** PROBLEM DETAILS **
Each of the following records is to be printed verbatim.

** MATERIAL FOR THE TASK **
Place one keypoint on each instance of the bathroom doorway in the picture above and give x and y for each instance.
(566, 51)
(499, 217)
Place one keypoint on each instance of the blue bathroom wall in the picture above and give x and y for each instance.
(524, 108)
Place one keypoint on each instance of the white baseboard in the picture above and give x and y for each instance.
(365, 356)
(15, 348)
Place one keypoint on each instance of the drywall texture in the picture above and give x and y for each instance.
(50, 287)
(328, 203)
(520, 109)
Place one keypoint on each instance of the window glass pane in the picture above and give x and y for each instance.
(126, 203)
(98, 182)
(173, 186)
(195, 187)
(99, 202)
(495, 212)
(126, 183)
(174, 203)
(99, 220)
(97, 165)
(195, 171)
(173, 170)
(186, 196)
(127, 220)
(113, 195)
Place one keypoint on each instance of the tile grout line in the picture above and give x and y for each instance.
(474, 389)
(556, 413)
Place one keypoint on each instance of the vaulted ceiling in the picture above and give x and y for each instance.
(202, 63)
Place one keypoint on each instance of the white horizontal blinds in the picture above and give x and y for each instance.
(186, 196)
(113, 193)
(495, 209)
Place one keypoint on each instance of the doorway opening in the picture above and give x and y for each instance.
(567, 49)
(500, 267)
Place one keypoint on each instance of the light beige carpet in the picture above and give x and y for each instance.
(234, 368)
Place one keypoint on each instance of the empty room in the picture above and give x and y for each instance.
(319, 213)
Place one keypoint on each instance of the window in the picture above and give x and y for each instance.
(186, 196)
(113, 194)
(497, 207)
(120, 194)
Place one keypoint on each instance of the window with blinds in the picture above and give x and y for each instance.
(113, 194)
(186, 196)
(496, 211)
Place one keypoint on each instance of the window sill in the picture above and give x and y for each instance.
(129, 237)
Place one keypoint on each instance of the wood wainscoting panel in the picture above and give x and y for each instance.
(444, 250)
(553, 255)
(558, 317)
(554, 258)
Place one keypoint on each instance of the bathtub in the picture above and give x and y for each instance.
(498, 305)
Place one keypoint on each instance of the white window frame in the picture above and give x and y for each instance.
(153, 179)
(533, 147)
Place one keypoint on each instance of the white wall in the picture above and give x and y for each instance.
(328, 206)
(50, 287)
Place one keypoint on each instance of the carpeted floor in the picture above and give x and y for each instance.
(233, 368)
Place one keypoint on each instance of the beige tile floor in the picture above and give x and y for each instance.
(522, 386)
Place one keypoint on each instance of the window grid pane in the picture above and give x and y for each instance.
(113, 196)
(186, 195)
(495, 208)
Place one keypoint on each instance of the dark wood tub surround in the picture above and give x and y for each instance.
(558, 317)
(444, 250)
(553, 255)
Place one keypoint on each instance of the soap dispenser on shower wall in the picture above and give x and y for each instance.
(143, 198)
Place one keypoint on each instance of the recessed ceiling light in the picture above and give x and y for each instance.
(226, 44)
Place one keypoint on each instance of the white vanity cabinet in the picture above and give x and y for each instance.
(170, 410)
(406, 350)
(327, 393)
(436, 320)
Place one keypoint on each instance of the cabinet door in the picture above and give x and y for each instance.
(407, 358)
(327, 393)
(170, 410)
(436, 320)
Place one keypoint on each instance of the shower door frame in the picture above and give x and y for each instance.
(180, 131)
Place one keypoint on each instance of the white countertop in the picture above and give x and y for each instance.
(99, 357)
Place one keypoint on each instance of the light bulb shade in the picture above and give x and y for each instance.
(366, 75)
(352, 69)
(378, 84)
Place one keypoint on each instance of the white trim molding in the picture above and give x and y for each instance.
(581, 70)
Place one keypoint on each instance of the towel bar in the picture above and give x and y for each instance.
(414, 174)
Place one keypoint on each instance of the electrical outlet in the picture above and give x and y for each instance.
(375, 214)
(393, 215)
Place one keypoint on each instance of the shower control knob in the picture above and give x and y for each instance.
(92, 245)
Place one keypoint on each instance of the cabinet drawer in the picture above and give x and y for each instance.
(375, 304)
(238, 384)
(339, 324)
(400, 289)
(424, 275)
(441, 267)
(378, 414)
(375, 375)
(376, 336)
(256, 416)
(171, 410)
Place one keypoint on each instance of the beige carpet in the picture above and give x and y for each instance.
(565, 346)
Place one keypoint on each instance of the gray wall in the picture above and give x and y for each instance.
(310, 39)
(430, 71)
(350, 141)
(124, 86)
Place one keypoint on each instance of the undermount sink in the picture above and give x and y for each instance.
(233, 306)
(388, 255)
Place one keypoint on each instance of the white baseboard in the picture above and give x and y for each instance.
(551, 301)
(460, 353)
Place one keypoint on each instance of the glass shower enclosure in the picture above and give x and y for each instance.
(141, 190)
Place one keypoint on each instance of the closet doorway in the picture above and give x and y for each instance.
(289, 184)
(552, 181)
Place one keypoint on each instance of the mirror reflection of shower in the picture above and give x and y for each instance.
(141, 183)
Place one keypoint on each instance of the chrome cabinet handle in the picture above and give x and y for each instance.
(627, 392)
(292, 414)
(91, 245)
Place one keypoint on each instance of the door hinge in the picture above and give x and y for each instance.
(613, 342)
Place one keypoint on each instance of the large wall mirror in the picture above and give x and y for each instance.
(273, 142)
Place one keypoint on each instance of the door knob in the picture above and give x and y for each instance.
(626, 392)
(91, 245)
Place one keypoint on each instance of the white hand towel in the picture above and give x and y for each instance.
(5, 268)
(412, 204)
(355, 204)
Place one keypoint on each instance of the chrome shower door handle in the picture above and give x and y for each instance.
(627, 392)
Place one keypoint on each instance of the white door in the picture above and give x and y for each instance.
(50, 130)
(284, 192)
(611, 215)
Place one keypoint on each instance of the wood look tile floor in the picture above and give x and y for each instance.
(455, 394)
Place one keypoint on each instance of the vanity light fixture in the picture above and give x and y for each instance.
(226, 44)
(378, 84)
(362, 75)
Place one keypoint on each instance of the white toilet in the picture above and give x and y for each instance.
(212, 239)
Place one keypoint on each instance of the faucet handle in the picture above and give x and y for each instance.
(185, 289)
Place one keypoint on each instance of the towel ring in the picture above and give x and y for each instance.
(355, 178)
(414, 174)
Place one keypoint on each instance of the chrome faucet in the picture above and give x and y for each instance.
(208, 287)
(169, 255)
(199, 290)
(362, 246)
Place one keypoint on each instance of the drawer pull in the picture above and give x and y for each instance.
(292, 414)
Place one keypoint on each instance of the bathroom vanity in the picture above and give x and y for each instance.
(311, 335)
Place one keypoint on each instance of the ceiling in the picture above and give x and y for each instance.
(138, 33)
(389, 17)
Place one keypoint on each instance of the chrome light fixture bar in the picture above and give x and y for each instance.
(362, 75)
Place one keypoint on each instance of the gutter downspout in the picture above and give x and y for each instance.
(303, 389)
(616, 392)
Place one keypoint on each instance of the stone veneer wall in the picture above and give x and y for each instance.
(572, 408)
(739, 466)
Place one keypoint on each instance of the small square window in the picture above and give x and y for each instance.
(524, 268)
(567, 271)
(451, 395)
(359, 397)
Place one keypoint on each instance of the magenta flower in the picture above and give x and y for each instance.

** RESPONSE TO THE TASK **
Place one keypoint on each instance of the bathroom doorway in the picture above and give x and y for each instance.
(566, 51)
(499, 217)
Place one keypoint on each instance of the blue bathroom wall in the picture above and give x and y for each instance.
(524, 108)
Place one keypoint on each instance of the white baseboard in the picture above and give x and y for each instance.
(365, 356)
(15, 348)
Place one keypoint on each instance of the drywall texture in the picture above and give x and y for each instance.
(50, 287)
(328, 203)
(520, 109)
Place one keypoint on each instance of the window glass pane in the picture above and give x and y for each instance.
(126, 203)
(98, 182)
(173, 186)
(195, 187)
(99, 202)
(495, 212)
(126, 183)
(174, 203)
(99, 220)
(97, 165)
(195, 171)
(173, 170)
(186, 196)
(127, 220)
(113, 195)
Place one keypoint on each instance of the tile grout line in the picture above and give x and y for each instance.
(474, 389)
(556, 413)
Place one keypoint on each instance of the vaulted ceiling in the picture above and give x and y for each instance.
(202, 63)
Place one keypoint on each instance of the white horizontal blinds in the picture above and give x and y for each instance.
(186, 196)
(113, 193)
(495, 209)
Place one keypoint on each instance of the doorway opening in the picture above and give x and y for each instance.
(567, 49)
(500, 267)
Place one keypoint on each instance of the light beige carpet in the picture above and give x and y for each instance.
(234, 368)
Place one keypoint on each instance of the empty room in the picture above and give x and y for each instance.
(319, 213)
Place one keypoint on each instance of the window in the picture above and give x and y for each instance.
(186, 196)
(113, 194)
(497, 207)
(120, 194)
Place one keypoint on each instance of the window with blinds in the picture above and give x and y for each instance.
(113, 194)
(186, 196)
(496, 211)
Place one keypoint on each instance of the window sill in the picture above and give x and y for each instance.
(129, 237)
Place one keypoint on each instance of the wood wainscoting panel in the picture above and give x and y for each instance.
(444, 250)
(553, 255)
(558, 317)
(554, 258)
Place one keypoint on each instance of the bathtub in the picture above and give x and y for each instance.
(498, 305)
Place one keypoint on each instance of the white window frame in the picture above and give x and y for each instance.
(153, 179)
(533, 147)
Place one keypoint on each instance of the white wall in the picture above and give x and y for each instance.
(328, 206)
(50, 287)
Place one keypoint on each instance of the carpeted floor in the picture above and give x and y for each instance.
(233, 368)
Place one keypoint on each instance of the beige tile floor in the picture above and give x and y for each instance.
(522, 386)
Place one keypoint on each instance of the window grid pane in the picture above and give x and y for each instance.
(113, 196)
(186, 195)
(495, 208)
Place one keypoint on each instance of the dark wood tub surround in the picture above and give x and y for each instance.
(558, 317)
(444, 250)
(553, 255)
Place one keypoint on each instance of the soap dispenser on shower wall in the picture above and give x and y for each instance.
(143, 198)
Place one keypoint on each instance of the recessed ceiling light in the picture above and give x and y for each instance.
(226, 44)
Place one keypoint on each instance of the white vanity cabinet in the picture above and give x and y for each instance.
(170, 410)
(406, 350)
(327, 393)
(436, 320)
Place one keypoint on each instance of the cabinet door in the picture above and give x and y for each instance.
(407, 358)
(327, 393)
(170, 410)
(436, 320)
Place one keypoint on each instance of the shower door frame in the picture above and give x and y for each instance.
(180, 131)
Place one keypoint on each instance of the white countertop in the picture above and give x and y for each instance.
(99, 357)
Place one keypoint on each instance of the light bulb shade in the picture above and give x and y for each instance.
(366, 75)
(352, 69)
(378, 84)
Place one keypoint on each instance of the white trim molding in the picture above and give x and y for each instance.
(581, 70)
Place one keypoint on each instance of the towel bar in the picture above and give x and y for each instance.
(414, 174)
Place one keypoint on each instance of the electrical outlet in the picture above and give x and y for each instance.
(375, 214)
(393, 215)
Place one keypoint on each instance of the shower control knob in the picture above and give x and y for each instance.
(92, 245)
Place one keypoint on each instance of the cabinet drawer in the picture above and give x and y for each instance.
(375, 304)
(238, 384)
(339, 324)
(400, 289)
(424, 275)
(441, 267)
(378, 414)
(375, 375)
(376, 336)
(256, 416)
(171, 410)
Place one keypoint on each instance of the beige carpet in the picture above and give x and y for each instance.
(565, 346)
Place one keypoint on each instance of the gray wall in the picture above and give x and y for each instance.
(310, 39)
(430, 71)
(350, 141)
(124, 86)
Place one keypoint on each instance of the undermount sink in the picture above and give x and y for each instance.
(233, 306)
(388, 255)
Place one keypoint on each instance of the white baseboard in the picture above and give x and y for each instance.
(551, 301)
(460, 353)
Place one keypoint on each instance of the glass shower enclosure in the picture above and give x and y for each instance.
(141, 190)
Place one keypoint on each instance of the closet doorway in the picture above and give x and y for each instance.
(289, 184)
(552, 181)
Place one keypoint on each instance of the mirror reflection of shower in the picture above and give x and y for each instance.
(141, 183)
Place one keypoint on each instance of the chrome cabinet handle in the picture above and give x and y for each instance.
(627, 392)
(292, 414)
(91, 245)
Place one keypoint on each instance of the door hinge in the picture above and give x and y for each instance.
(613, 342)
Place one keypoint on each instance of the large wall mirror in the picture above and give x and y for each instance.
(273, 142)
Place one keypoint on each instance of the door knob in the picture above and give x and y for each instance.
(626, 392)
(91, 245)
Place one keypoint on each instance of the white hand towel in the picture above and give x and y for each instance.
(5, 268)
(412, 204)
(355, 204)
Place one keypoint on each instance of the chrome shower door handle in the picture above and give x and y for each instance.
(627, 392)
Place one keypoint on each instance of the white door in the picture above and give x and y for each instance.
(50, 130)
(284, 192)
(611, 215)
Place one keypoint on each instance of the wood look tile floor in the picture above and give x and y for each instance.
(455, 394)
Place one keypoint on each instance of the vanity light fixture in the picture above and give x and y for each instance.
(226, 44)
(378, 84)
(362, 75)
Place one keypoint on each instance of the white toilet in the picture above and give x and y for each instance.
(212, 239)
Place one keypoint on each instance of the faucet handle in the picture above and give x and y for each instance.
(185, 289)
Place one keypoint on each instance of the towel ring in the picture above and give x and y for each instance.
(355, 178)
(414, 174)
Place one keypoint on each instance of the chrome faucet in the picture above and give x and y for each instance.
(208, 287)
(169, 255)
(199, 290)
(362, 246)
Place one keypoint on each instance of the drawer pull in the picture above and give x and y for each instance.
(292, 414)
Place one keypoint on each instance of the bathroom vanity in the picture above and give x and y for each instance.
(311, 335)
Place one keypoint on each instance of the ceiling in the picture above and give x and y for each instance.
(138, 33)
(389, 17)
Place one keypoint on each instance of the chrome light fixture bar in the picture above and give x and y for each instance.
(362, 75)
Place one keypoint on each instance of the gutter downspout in the picture above and give x and y for each instance.
(303, 389)
(616, 392)
Place one keypoint on each instance of the stone veneer wall in the picture above and give x and y for each instance.
(572, 408)
(739, 466)
Place one keypoint on each instance of the small square window in the picture above and give x and y for each instance.
(524, 268)
(567, 271)
(451, 395)
(359, 397)
Place one keypoint on each instance of the magenta flower in the picture above and give x and y for each instance.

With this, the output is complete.